Source extract:
>>

MacBook

Michael Butash michael at butash.net
Wed Aug 24 20:49:48 MST 2016


I found quicken to be pretty lame for the minute I tried it with a 
former accountant, and found it really didn't do anything I couldn't get 
in Xero accounting suite, a web-based product.  Far better integration 
as well with other apps like expensify and freshbooks.

I ended up with both Xero and Freshbooks as both have ups and downs, 
where freshbooks is awesome for invoicing, accounting, creates customer 
portals automatically to view work history, bills received/paid, etc, 
Xero is better at general ledger management and methodology.  Quicken 
seemed more like the old slug GM-like company product that is too big to 
fail (doing everyone a favor), as using even the enterprise version I 
wanted to stab myself in the eye.  There was nothing I missed from 
Quicken, and a whole lot more to love with others.

<<

Stored records:
>>

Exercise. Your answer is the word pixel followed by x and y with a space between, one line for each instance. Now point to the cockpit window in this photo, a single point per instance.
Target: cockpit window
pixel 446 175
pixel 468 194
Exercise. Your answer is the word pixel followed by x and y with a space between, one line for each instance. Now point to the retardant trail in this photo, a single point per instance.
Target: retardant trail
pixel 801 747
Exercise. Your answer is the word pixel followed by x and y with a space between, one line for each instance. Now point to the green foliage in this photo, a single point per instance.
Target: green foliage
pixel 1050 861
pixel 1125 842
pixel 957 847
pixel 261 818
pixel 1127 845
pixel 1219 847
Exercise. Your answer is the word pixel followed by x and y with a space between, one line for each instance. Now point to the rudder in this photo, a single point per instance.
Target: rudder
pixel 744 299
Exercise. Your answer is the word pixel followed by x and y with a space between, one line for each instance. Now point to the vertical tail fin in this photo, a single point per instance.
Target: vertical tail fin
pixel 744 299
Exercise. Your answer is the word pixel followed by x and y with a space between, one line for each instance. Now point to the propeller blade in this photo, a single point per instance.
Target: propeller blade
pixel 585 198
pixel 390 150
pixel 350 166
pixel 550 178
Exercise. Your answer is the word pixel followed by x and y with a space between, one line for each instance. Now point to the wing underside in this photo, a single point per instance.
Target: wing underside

<<

The tasks:
a) In the post on accounting software, which product is better at general ledger management and methodology?
b) Repeat the post on accounting software from "Michael Butash michael" up to and including "expensify and freshbooks.".
c) Carry the post on accounting software on past its final sentence.
The rows have no connection to the post on accounting software.

Replies:
a) Xero

b)
Michael Butash michael at butash.net
Wed Aug 24 20:49:48 MST 2016


I found quicken to be pretty lame for the minute I tried it with a 
former accountant, and found it really didn't do anything I couldn't get 
in Xero accounting suite, a web-based product.  Far better integration 
as well with other apps like expensify and freshbooks.

c)
I've operated as a consultant in dozens of orgs across the years with 
linux, and I never found anything that couldn't be accomplished in linux 
really, minus a good visio replacement.  The only problem is when they 
just use garbage like lync and quicken is that is a vendor lock-in to 
micro$oft anyways.

Solution: Replace them.  I did, it is possible.

-mb


On 08/24/2016 08:22 PM, Eric Oyen wrote:
> who was screaming that the post was irrelevant? I certainly wasn't. :)
>
> At the end of the day, Linux still needs a lot of work to be 
> considered to be a viable desktop production environment.
>
> can you get quicken for linux? what about Peachtree? How about a full 
> office suite that can do the same things that MS office can do? what 
> about some of the other mainstream office and production apps? are 
> there many equivalents or direct replacements? THis is the primary 
> problem I have seen with linux over the years. great OS support, but 
> lousy where it counts.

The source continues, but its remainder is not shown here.